### [Questions de lecture]
a – Répondez à ces questions sur le texte consacré à Ahmed Attia :
(i) Dans quelle ville se forme-t-il à la réalisation ?
(ii) En quelle année fonde-t-il Cinétéléfilms ?
(iii) De quel pays vient Flora Gomes ?
b – Remaniez le passage du texte sur Ahmed Attia en commençant par « De Sousse où » et en allant jusqu'à « de corail (1980). », et remplacez « lettres modernes » par « lettres classiques ».
c – Poursuivez, s'il vous plaît, le texte sur le parcours d'Ahmed Attia à partir de l'endroit où il s'arrête.

### [Texte extrait]
━━━━━━━━━━━━━━━━━━━━━━━━━━━━━━
De Sousse où il est né, en 1945, en passant par Paris où il étudie les lettres modernes, jusqu'à Rome où il se forme à la réalisation, au Centro Sperimentale di cinematografia, entre 1968 et 1970, les débuts de Ahmed Baha Eddine Attia sont baignés par la passion du cinéma. Il s'essaie à la réalisation en signant des courts métrages. Après une fiction, Le vendeur d'eau (1969), il dirige des documentaires dont Takrouna (1969), Il bollerino (1970), son film diplôme, qui précédent d'autres regards sur L'industrie de la chaussure (1973), L'olivier (1974), L'université de Tunis, 1975, La côte de corail (1980).
Mais c'est dans l'organisation des tournages que Ahmed Attia se montre le plus efficace. Il est assistant réalisateur sur des films français, italiens, des fictions comme Mokhtar de Sadok Ben Aicha (1968), Justine de George Cukor (1969), Une si simple histoire de Abdellatif Ben Amar (1969). Le secteur de la production attire durablement le cinéphile. Il se base à Tunis à partir de 1973, travaille à la tête des services audiovisuels de l'Office National de la Télévision Tunisienne, de 1974 à 1978, avant de s'impliquer plus profondément dans le 7 ème art. Il devient directeur de production pour des tournages anglais (La vie de Brian, 1978), français (Rodriguez, 1978), italiens (Le larron, 1979).

Le producteur rodé met alors son expérience au service du cinéma tunisien. En 1983, Ahmed Attia fonde Cinétéléfilms et s'engage dans la mise en œuvre d'un cinéma d'auteur, sensible à explorer l'intime, les souvenirs personnels pour toucher les questions identitaires des Tunisiens. Cette démarche fonde les premiers films de Nouri Bouzid, L'homme de cendres (1986), Les sabots en or (1989), Bezness (1992, en contribuant à réconcilier les spectateurs tunisiens avec leur cinéma. Le succès international est au rendez-vous avec Halfaouine de Férid Boughedir (1990), tandis que Ahmed Attia encourage de nouveaux talents tel Moncef Dhouib avec Le sultan de la Medina (1993). A cette époque, le producteur est en plein élan. Il permet à Moufida Tlatli de débuter avec Les silences du palais (1994), Caméra d'Or au Festival de Cannes. Le producteur en vue représente la Tunisie sans négliger de produire les courts métrages de Selma Baccar, Nadia El Fani, Mounir Baaziz…
L'ambition de Ahmed Attia déborde le cinéma local pour soutenir des auteurs du monde arabe. En 1992, il réunit ses compatriotes Nouri Bouzid et Nejia Ben Mabrouk, le Marocain Mustapha Derkaoui, le Libanais Borhane Alaouie, le Palestinien Elia Soleiman pour un film à sketchs sur les conséquences des conflits, La Guerre du Golfe… et après ? Le producteur élargit sa zone d'action tout en restant fidèle à ses racines. Il oriente les films en fonction de ses intuitions, de ses parti pris. Le dialogue avec les réalisateurs est souvent passionnel, parfois conflictuel mais toujours fructueux. En 1996, il appuie le tournage de Po di sangui de Flora Gomes, venu de Guinée Bissau, puis accompagne les projets du Syrien Mohamed Malass.
━━━━━━━━━━━━━━━━━━━━━━━━━━━━━━
### [Données fournies]
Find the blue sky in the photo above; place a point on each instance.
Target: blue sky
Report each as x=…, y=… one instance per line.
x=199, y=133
━━━━━━━━━━━━━━━━━━━━━━━━━━━━━━
### [Corrigé des activités]
a –
(i) À Rome, au Centro Sperimentale di cinematografia.
(ii) En 1983.
(iii) De Guinée Bissau.

b –
De Sousse où il est né, en 1945, en passant par Paris où il étudie les lettres classiques, jusqu'à Rome où il se forme à la réalisation, au Centro Sperimentale di cinematografia, entre 1968 et 1970, les débuts de Ahmed Baha Eddine Attia sont baignés par la passion du cinéma. Il s'essaie à la réalisation en signant des courts métrages. Après une fiction, Le vendeur d'eau (1969), il dirige des documentaires dont Takrouna (1969), Il bollerino (1970), son film diplôme, qui précédent d'autres regards sur L'industrie de la chaussure (1973), L'olivier (1974), L'université de Tunis, 1975, La côte de corail (1980).

c –
La stature reconnue de Ahmed Attia en fait une figure incontournable du cinéma en Tunisie. Il assure la présidence des Journées Cinématographiques de Carthage en 1992, 1994, et innove en tentant de doter le vénérable festival d'un marché du film. Les avancées du professionnel forcent le respect, irritent certains, sans étancher sa soif de cinéma. Lorsque les conditions de production évoluent autour des années 2000, il s'implique dans la diffusion et devient l'un des représentants des initiatives de la structure Europa Cinéma au Maghreb.
Ses bureaux de Tunis jouxtent sa salle de cinéma. C'est de là qu'il organise de fameux repas d'affaires et lance de nouveaux projets comme une série de films d'animation sur l'histoire fabuleuse de Carthage. La maladie freine ses élans sans altérer l'ambition de Ahmed Attia. Il disparaît en laissant plusieurs travaux en chantier. Mais sa présence demeure dans l'élan dynamique qu'il a su donner aux fondements du cinéma tunisien de ces dernières années. Ses discussions résonnent encore dans les rues de Tunis.